*TASKS TO CARRY OUT*.
1. According to the passage on the Mobile Safari Retina image bug, at what width do images start getting down-sampled by Webkit?
2. Extend the passage about the Mobile Safari bug that scales down hi-res images on the iPad's Retina Display, starting after its last sentence.

* Begin DOCUMENT *

A weird bug in Mobile Safari means that your iPad might refuse to show you hi-res images on your new Retina Display, instead scaling them down and making them look just as bad as they would if they were low resolution to begin with. Weirdly, this issue only affects JPGs, and then only certain JPGs. What’s going on?

Photographer Duncan Davidson was retina-izing some photographs and realized that they were looking worse than smaller photos. Being a geek, he started digging around to find out why, and came up with this explanation:

Images larger than 1775 pixels wide (or 1180 pixels high) get down-sampled by Webkit. Up to that number and you’re ok. Hit 1776, though, and your pictures are scaled down. PNGs are fine, and so too — oddly — are the retina-ized images on Apple’s site.

* End DOCUMENT *
* Begin DATASET EXTRACT *

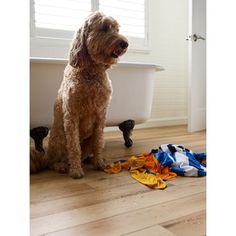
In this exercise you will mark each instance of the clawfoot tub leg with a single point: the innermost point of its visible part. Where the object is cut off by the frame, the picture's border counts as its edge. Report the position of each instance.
(126, 127)
(38, 134)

* End DATASET EXTRACT *

*THE RESULTS*.
1. 1776 pixels wide (anything larger than 1775 pixels wide, or 1180 pixels high).

2.
The solution, it turns out, is to use progressive JPGs. Remember when we used to use these? A progressive JPG downloads successively higher-res images and displays them. Thus, you get a blocky but complete image, which is then filled in as more data is received. Use a progressive JPG and Webkit will have no problem displaying it.

This is a surprisingly smart solution to the problem of serving images for different-sized displays, but I have a question: does anyone know if these progressive JPGs can stop part way through? That is, can a regular iPad only load the amount of detail it is capable of displaying?